BEGIN The data
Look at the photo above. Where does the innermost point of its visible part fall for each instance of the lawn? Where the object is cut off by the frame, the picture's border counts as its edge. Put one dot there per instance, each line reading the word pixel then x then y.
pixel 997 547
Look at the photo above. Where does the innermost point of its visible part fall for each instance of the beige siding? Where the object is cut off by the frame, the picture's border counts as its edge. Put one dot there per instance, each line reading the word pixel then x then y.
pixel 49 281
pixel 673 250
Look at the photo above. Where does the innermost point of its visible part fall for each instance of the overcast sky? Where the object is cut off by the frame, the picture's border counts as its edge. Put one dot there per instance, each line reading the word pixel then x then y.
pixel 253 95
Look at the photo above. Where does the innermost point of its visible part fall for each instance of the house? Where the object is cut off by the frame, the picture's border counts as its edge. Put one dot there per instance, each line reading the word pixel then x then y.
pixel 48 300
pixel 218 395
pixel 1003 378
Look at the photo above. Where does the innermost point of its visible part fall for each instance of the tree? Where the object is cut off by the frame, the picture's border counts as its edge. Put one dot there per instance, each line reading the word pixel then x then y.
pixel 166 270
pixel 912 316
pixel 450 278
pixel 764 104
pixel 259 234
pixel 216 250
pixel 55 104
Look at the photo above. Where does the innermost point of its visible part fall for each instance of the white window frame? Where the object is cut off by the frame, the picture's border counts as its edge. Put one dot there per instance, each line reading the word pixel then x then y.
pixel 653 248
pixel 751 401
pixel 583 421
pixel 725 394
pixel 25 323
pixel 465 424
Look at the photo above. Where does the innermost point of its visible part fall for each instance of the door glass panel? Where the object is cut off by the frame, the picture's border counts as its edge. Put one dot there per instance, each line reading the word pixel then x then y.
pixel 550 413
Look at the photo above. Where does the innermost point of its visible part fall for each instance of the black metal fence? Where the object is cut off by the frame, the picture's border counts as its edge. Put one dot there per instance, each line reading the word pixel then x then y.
END The data
__Work instructions__. Now write the data shown above out again, word for word.

__Solution__.
Look at the photo above. Where does the innermost point of its visible part fall for each instance of the lawn? Where the object is cut off by the frame, the picture's border counts as its edge. Put one dot there per instance, each line reading the word pixel then x then y.
pixel 997 547
Look at the photo above. Where does the innermost point of its visible part fall for each instance of the beige siding? Where the object is cut off by the frame, the picture's border counts as its edge. Put one dot there per instance, each line reading the word pixel then x then y.
pixel 49 281
pixel 673 250
Look at the photo above. Where does the innermost point of its visible part fall for each instance of the overcast sky? Where the object is cut off by the frame, the picture's border counts as its edge. Put one dot there per instance, each line reading the word pixel then x then y.
pixel 253 95
Look at the photo above. Where does the innermost point of its visible part fall for each instance of the house? Where the object is cut off by the frame, the picture's border counts as its edge. Put one dot there per instance, each line reading the word pixel then x then y.
pixel 48 300
pixel 218 395
pixel 1003 378
Look at the photo above. Where does the innermost point of its visible part fall for each instance of the tree? Where the object is cut off by the frame, the picture's border counts as its edge. Put one dot there per instance, each line reading the word pixel then x then y.
pixel 166 270
pixel 912 316
pixel 450 278
pixel 764 104
pixel 259 234
pixel 216 250
pixel 55 104
Look at the photo above. Where does the innermost point of its visible part fall for each instance of the white window frame? Where the object is cut off by the frame, the picture's border counts as its edge. Put one dot there per instance, each line reading the word pixel then x then y.
pixel 653 248
pixel 751 401
pixel 583 421
pixel 725 394
pixel 25 323
pixel 465 424
Look at the photo above. Where does the innermost point of its visible part fall for each instance of the door glass panel? Where the object is cut off by the frame, the picture's border counts as its edge. Put one dot there per instance, each line reading the word pixel then x then y.
pixel 550 413
Look at the photo above. Where does the innermost point of its visible part fall for each instance of the black metal fence? Where the object is cut off by the frame, the picture's border counts as its edge. Put one dot there per instance, each line reading the word pixel then x then y.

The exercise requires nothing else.